Content starts

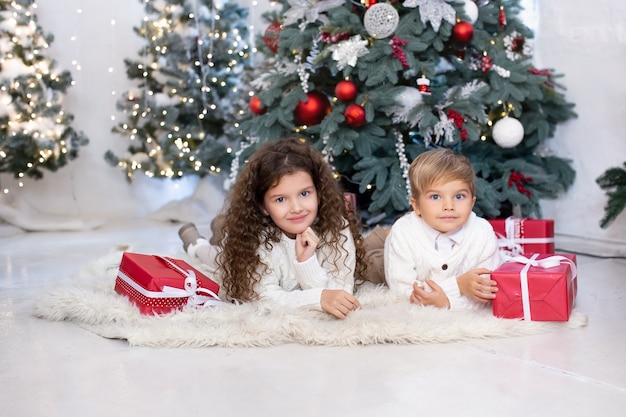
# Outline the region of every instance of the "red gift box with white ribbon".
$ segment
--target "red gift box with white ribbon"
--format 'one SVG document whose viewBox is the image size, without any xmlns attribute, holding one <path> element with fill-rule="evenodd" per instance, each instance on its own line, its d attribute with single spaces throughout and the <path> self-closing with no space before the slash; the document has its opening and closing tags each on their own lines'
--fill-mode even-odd
<svg viewBox="0 0 626 417">
<path fill-rule="evenodd" d="M 554 253 L 554 220 L 508 217 L 491 219 L 489 223 L 498 238 L 500 252 L 507 257 Z"/>
<path fill-rule="evenodd" d="M 141 314 L 165 314 L 186 305 L 221 303 L 220 286 L 180 259 L 124 252 L 115 291 L 127 296 Z"/>
<path fill-rule="evenodd" d="M 498 283 L 495 316 L 568 321 L 576 300 L 576 255 L 514 256 L 492 271 L 491 279 Z"/>
</svg>

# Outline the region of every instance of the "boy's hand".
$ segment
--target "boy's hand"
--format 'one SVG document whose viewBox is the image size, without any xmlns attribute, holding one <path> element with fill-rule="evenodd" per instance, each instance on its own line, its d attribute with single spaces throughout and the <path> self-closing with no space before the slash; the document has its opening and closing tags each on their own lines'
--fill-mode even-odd
<svg viewBox="0 0 626 417">
<path fill-rule="evenodd" d="M 320 239 L 310 227 L 307 227 L 304 232 L 297 234 L 296 258 L 298 259 L 298 262 L 304 262 L 313 256 L 319 242 Z"/>
<path fill-rule="evenodd" d="M 479 303 L 488 303 L 496 298 L 498 283 L 489 278 L 490 270 L 486 268 L 473 269 L 459 275 L 456 282 L 462 295 Z M 481 275 L 487 275 L 487 277 Z"/>
<path fill-rule="evenodd" d="M 421 304 L 423 306 L 450 308 L 450 300 L 448 300 L 448 296 L 441 287 L 431 279 L 427 279 L 426 284 L 428 284 L 432 291 L 426 291 L 424 287 L 420 286 L 417 282 L 413 283 L 413 292 L 410 297 L 411 303 Z"/>
<path fill-rule="evenodd" d="M 352 311 L 361 308 L 359 300 L 344 290 L 322 290 L 320 305 L 322 310 L 338 319 L 344 319 Z"/>
</svg>

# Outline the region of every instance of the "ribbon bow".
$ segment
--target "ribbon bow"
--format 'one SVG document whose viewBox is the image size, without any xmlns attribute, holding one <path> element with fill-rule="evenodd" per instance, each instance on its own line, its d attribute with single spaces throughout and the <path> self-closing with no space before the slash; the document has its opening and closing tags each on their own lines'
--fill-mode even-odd
<svg viewBox="0 0 626 417">
<path fill-rule="evenodd" d="M 520 272 L 520 284 L 522 287 L 522 309 L 524 311 L 524 320 L 530 320 L 530 293 L 528 291 L 528 270 L 531 266 L 538 268 L 554 268 L 559 266 L 561 262 L 567 262 L 572 268 L 572 276 L 577 275 L 576 264 L 569 258 L 560 255 L 549 256 L 543 259 L 537 259 L 538 253 L 535 253 L 530 258 L 522 255 L 513 256 L 508 259 L 507 262 L 517 262 L 525 264 Z"/>
<path fill-rule="evenodd" d="M 189 297 L 187 305 L 200 307 L 219 304 L 221 302 L 220 297 L 208 288 L 198 286 L 195 271 L 188 269 L 184 270 L 170 259 L 163 256 L 158 256 L 160 260 L 165 262 L 170 268 L 178 271 L 185 277 L 185 284 L 183 288 L 170 287 L 168 285 L 163 286 L 163 294 L 167 297 Z M 200 293 L 200 294 L 199 294 Z M 202 295 L 206 294 L 206 295 Z"/>
</svg>

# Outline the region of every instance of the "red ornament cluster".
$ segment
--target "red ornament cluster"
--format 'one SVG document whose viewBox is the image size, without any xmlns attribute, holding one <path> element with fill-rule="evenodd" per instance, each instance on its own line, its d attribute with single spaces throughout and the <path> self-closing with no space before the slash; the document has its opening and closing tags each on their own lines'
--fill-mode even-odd
<svg viewBox="0 0 626 417">
<path fill-rule="evenodd" d="M 550 78 L 552 77 L 552 73 L 550 72 L 550 70 L 548 69 L 540 70 L 537 68 L 530 68 L 528 72 L 530 72 L 533 75 L 538 75 L 540 77 L 547 77 L 547 79 L 543 83 L 550 88 L 554 88 L 554 83 L 552 81 L 549 81 Z"/>
<path fill-rule="evenodd" d="M 512 187 L 513 184 L 515 184 L 517 186 L 517 191 L 519 191 L 520 194 L 524 194 L 525 196 L 530 197 L 532 195 L 532 192 L 528 188 L 524 188 L 523 182 L 529 183 L 532 181 L 532 177 L 527 177 L 522 173 L 511 170 L 511 176 L 509 177 L 509 187 Z"/>
<path fill-rule="evenodd" d="M 398 38 L 398 36 L 394 36 L 389 41 L 389 44 L 391 45 L 392 50 L 391 56 L 400 61 L 402 68 L 409 68 L 409 63 L 406 60 L 406 54 L 402 49 L 403 46 L 406 46 L 407 41 Z"/>
<path fill-rule="evenodd" d="M 461 139 L 467 140 L 467 129 L 463 127 L 463 123 L 465 123 L 465 119 L 463 118 L 463 116 L 461 116 L 461 114 L 456 110 L 452 109 L 448 110 L 448 113 L 446 115 L 448 116 L 448 119 L 452 119 L 456 128 L 459 129 L 459 135 L 461 136 Z"/>
<path fill-rule="evenodd" d="M 337 43 L 349 39 L 350 34 L 348 32 L 340 32 L 333 35 L 330 32 L 322 32 L 320 33 L 320 38 L 322 39 L 322 42 Z"/>
<path fill-rule="evenodd" d="M 335 97 L 344 103 L 354 100 L 358 93 L 356 84 L 350 80 L 339 81 L 335 86 Z M 356 103 L 348 104 L 343 111 L 343 117 L 348 126 L 363 126 L 365 124 L 365 109 Z"/>
</svg>

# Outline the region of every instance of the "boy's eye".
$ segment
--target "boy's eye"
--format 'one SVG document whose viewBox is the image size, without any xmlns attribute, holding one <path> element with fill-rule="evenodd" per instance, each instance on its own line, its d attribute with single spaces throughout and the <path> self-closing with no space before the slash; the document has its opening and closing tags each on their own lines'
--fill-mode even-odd
<svg viewBox="0 0 626 417">
<path fill-rule="evenodd" d="M 284 201 L 285 201 L 285 197 L 278 197 L 278 198 L 276 199 L 276 202 L 277 202 L 277 203 L 282 203 L 282 202 L 284 202 Z"/>
<path fill-rule="evenodd" d="M 433 194 L 430 196 L 431 200 L 439 200 L 441 197 L 439 196 L 439 194 Z"/>
<path fill-rule="evenodd" d="M 465 198 L 465 194 L 457 194 L 454 196 L 457 200 L 463 200 Z"/>
<path fill-rule="evenodd" d="M 301 195 L 302 197 L 306 197 L 306 196 L 308 196 L 309 194 L 311 194 L 311 192 L 310 192 L 310 191 L 302 191 L 302 192 L 300 193 L 300 195 Z"/>
</svg>

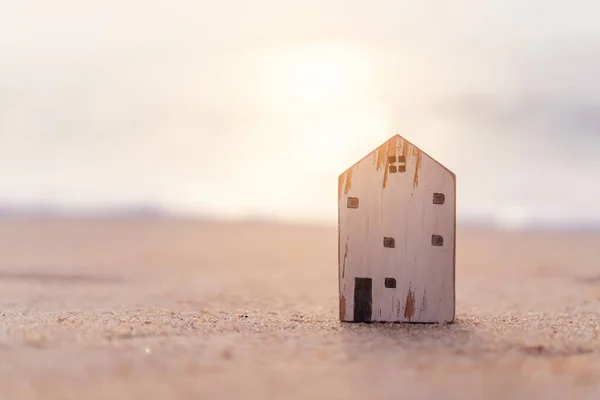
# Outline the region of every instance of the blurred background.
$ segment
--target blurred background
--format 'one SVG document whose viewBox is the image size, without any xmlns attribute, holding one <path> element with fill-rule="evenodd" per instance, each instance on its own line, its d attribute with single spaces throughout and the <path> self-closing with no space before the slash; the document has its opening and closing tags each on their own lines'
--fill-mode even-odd
<svg viewBox="0 0 600 400">
<path fill-rule="evenodd" d="M 2 3 L 0 213 L 334 224 L 399 133 L 459 222 L 600 224 L 595 1 Z"/>
</svg>

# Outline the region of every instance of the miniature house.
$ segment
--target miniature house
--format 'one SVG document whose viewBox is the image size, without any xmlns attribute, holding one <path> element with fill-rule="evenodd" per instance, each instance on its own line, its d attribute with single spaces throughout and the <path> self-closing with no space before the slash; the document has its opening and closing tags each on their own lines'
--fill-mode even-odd
<svg viewBox="0 0 600 400">
<path fill-rule="evenodd" d="M 396 135 L 338 199 L 340 320 L 453 322 L 456 176 Z"/>
</svg>

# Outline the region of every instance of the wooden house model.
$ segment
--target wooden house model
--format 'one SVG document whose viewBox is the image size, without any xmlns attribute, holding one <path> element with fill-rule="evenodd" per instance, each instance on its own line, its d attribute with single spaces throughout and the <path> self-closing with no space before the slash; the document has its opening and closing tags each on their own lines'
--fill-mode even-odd
<svg viewBox="0 0 600 400">
<path fill-rule="evenodd" d="M 340 320 L 453 322 L 454 173 L 396 135 L 338 190 Z"/>
</svg>

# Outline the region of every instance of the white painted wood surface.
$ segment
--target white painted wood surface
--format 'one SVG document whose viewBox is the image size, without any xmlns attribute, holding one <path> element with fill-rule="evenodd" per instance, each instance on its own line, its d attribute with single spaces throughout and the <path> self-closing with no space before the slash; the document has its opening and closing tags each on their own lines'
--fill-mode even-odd
<svg viewBox="0 0 600 400">
<path fill-rule="evenodd" d="M 390 173 L 390 156 L 404 156 L 406 171 Z M 444 204 L 434 204 L 434 193 Z M 348 208 L 349 197 L 358 208 Z M 340 175 L 338 199 L 340 319 L 354 321 L 355 278 L 371 278 L 371 321 L 453 322 L 455 175 L 396 135 Z M 432 245 L 433 235 L 443 246 Z"/>
</svg>

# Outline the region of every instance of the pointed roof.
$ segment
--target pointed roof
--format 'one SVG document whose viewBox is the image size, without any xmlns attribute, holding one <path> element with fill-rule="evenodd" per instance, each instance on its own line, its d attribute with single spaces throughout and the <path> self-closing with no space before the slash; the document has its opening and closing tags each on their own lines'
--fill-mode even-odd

Content ends

_Task requirements_. Using the listing, filter for "blurred" and return the matching lines.

_Task solution_.
# Outline the region of every instance of the blurred background.
--target blurred background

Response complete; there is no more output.